[What you are asked to do] Put the rows from the line containing "Would you be able to determine the whereabouts of the flat" through the line containing "[185,387,410,480]", both included, into a two-column CSV with the columns text and answer. Give one CSV line per row, placing its text and its answer each in a single quoted field with any line breaks replaced by spaces.

[START Exercise data]

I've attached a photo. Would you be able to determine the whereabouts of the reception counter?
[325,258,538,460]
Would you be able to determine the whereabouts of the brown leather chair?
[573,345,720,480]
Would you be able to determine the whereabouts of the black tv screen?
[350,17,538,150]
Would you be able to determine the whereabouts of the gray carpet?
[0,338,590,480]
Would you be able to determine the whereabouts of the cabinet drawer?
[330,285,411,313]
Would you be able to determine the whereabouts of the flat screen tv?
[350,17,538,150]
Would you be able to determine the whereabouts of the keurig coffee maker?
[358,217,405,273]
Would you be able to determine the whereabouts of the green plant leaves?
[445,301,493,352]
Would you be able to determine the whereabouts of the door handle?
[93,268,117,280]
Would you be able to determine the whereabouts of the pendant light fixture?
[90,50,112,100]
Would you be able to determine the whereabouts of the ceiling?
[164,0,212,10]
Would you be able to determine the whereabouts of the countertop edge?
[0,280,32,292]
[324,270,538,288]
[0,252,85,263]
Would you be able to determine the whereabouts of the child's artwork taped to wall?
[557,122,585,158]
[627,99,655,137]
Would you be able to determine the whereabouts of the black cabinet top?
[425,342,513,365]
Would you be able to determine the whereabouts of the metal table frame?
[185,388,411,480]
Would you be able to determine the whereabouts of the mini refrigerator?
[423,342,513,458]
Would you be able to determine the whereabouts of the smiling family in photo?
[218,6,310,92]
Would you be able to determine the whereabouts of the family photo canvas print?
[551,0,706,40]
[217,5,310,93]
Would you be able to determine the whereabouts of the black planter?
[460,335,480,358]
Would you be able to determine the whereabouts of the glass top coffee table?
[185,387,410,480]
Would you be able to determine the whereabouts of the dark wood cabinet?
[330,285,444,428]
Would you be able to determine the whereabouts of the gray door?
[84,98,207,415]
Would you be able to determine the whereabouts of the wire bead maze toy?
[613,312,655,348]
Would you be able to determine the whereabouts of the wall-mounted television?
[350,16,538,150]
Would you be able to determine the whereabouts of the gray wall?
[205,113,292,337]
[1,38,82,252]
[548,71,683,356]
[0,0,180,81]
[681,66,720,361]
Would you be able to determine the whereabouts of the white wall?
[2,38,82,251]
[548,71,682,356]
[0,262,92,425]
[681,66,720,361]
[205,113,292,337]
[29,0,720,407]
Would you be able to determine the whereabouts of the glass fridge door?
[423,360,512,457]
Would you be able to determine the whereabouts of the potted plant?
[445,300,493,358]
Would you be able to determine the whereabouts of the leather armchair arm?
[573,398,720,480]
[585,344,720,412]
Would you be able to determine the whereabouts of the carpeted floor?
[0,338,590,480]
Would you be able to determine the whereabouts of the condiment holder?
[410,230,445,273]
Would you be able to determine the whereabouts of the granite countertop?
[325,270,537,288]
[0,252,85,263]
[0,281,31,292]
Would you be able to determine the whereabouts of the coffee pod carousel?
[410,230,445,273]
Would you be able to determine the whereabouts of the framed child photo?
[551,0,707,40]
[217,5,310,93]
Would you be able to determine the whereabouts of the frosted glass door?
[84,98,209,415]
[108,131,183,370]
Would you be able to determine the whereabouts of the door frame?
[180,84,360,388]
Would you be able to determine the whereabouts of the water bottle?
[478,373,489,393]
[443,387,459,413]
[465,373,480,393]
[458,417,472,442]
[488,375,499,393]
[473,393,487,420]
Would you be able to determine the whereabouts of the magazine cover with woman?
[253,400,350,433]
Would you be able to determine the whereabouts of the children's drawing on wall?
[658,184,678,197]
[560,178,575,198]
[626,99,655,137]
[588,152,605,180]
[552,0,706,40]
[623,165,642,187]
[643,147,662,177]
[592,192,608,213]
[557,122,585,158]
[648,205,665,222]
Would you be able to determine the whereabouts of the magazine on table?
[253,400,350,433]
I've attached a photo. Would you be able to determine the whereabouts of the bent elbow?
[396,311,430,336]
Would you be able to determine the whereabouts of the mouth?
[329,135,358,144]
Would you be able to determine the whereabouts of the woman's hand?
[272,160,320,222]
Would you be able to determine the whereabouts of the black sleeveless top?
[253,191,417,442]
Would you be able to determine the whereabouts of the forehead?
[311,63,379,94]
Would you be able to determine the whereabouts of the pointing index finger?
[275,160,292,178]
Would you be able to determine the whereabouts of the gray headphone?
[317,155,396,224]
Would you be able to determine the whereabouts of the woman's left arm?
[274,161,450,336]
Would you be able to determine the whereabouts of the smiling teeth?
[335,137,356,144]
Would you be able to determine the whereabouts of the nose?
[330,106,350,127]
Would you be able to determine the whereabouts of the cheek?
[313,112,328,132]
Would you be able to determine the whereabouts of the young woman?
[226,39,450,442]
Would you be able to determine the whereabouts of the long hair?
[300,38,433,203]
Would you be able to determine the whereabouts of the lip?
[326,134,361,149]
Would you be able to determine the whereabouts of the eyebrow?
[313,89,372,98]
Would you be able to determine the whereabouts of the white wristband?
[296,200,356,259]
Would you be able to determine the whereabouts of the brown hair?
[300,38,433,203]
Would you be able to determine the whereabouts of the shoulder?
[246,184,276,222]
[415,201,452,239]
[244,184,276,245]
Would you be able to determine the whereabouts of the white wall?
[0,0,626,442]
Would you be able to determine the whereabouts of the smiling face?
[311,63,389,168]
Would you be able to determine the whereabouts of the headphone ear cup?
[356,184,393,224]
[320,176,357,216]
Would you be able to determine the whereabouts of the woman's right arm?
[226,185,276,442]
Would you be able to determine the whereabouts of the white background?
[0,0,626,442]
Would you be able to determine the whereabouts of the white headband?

[END Exercise data]

[Solution to the problem]
text,answer
"Would you be able to determine the whereabouts of the flat screen tv?","[350,17,538,150]"
"Would you be able to determine the whereabouts of the keurig coffee maker?","[358,217,405,273]"
"Would you be able to determine the whereabouts of the green plant leaves?","[445,301,493,352]"
"Would you be able to determine the whereabouts of the door handle?","[93,268,117,280]"
"Would you be able to determine the whereabouts of the pendant light fixture?","[90,50,112,100]"
"Would you be able to determine the whereabouts of the ceiling?","[164,0,212,10]"
"Would you be able to determine the whereabouts of the countertop edge?","[0,280,32,292] [324,270,538,288] [0,252,85,263]"
"Would you be able to determine the whereabouts of the child's artwork taped to wall?","[557,122,585,158] [627,99,655,137]"
"Would you be able to determine the whereabouts of the black cabinet top?","[425,342,513,365]"
"Would you be able to determine the whereabouts of the metal table frame?","[185,388,411,480]"
"Would you be able to determine the whereabouts of the mini refrigerator?","[423,342,513,458]"
"Would you be able to determine the whereabouts of the smiling family in photo?","[218,6,310,92]"
"Would you be able to determine the whereabouts of the family photo canvas print?","[551,0,706,40] [217,5,310,93]"
"Would you be able to determine the whereabouts of the black planter?","[460,335,480,358]"
"Would you be able to determine the whereabouts of the glass top coffee table?","[185,387,410,480]"